WHAT THE EXERCISE ASKS:
Please rename "Reviewer note" to "Annotator note" everywhere in the material below, keeping everything else unchanged.
>> start DATASET RECORDS
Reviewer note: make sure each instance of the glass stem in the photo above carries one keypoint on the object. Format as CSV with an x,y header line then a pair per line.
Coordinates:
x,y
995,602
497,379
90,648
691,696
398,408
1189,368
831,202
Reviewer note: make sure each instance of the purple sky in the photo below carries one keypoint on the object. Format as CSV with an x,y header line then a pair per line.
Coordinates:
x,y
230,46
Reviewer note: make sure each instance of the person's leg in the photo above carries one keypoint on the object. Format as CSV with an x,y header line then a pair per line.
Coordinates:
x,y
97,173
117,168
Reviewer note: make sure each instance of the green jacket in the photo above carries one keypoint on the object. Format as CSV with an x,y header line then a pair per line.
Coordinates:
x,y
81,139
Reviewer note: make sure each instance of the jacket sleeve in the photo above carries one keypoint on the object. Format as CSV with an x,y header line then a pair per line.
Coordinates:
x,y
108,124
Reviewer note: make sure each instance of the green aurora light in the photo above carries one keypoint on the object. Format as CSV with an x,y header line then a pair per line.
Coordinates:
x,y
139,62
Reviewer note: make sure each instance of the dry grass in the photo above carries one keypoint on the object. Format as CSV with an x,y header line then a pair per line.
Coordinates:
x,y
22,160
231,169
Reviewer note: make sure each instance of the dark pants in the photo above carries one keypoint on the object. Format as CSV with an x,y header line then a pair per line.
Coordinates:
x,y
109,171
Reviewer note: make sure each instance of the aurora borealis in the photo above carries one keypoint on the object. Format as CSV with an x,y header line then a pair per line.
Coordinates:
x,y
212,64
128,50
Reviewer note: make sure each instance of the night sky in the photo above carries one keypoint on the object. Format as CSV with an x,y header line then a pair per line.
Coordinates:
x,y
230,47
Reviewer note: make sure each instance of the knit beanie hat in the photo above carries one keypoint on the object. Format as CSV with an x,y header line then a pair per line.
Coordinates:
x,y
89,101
>> end DATASET RECORDS
EXPECTED ANSWER:
Annotator note: make sure each instance of the glass stem in the photo above carries one keypoint on the object. Format as CSV with an x,y header line then a pair per line.
Coordinates:
x,y
995,602
497,379
90,648
691,696
398,408
1189,368
831,202
Annotator note: make sure each instance of the purple sky in the photo below carries one keypoint on the object. Format as CSV with an x,y header line then a pair per line.
Coordinates:
x,y
230,46
Annotator note: make sure each instance of the person's leg in the photo above carries one keypoint on the object. Format as CSV with an x,y header line then a pair per line.
Coordinates:
x,y
97,173
117,168
Annotator note: make sure each instance of the green jacket in the photo above carries one keypoint on the object. Format as CSV with an x,y header line then a pair per line.
Coordinates:
x,y
81,139
Annotator note: make sure each instance of the jacket sleeve in the photo above carries one keypoint on the object. Format as CSV with an x,y header line then a pair per line.
Coordinates:
x,y
108,124
Annotator note: make sure each instance of the green aurora light in the photo above carries one keypoint on the object. Format as CSV with an x,y header line then a pair per line.
Coordinates:
x,y
139,62
Annotator note: make sure each instance of the dry grass in the photo above carries one keypoint on the object. Format as CSV with an x,y header line then a pair per line.
Coordinates:
x,y
22,160
231,169
Annotator note: make sure each instance of the dark pants in the photo above carries one keypoint on the object. Format as CSV with an x,y header line then a pair per line.
Coordinates:
x,y
109,171
Annotator note: make sure each instance of the aurora borealis in the photo above carries one keypoint on the object. Format as CSV with an x,y header line then a pair per line.
Coordinates:
x,y
212,64
128,50
Annotator note: make sure each instance of the night sky in the photo above carries one keypoint on the object. Format as CSV with an x,y header line then a pair per line.
Coordinates:
x,y
230,47
Annotator note: make sure each instance of the knit beanie hat in the photo above carries one keypoint on the object. Format as CSV with an x,y header line then a pair per line.
Coordinates:
x,y
89,101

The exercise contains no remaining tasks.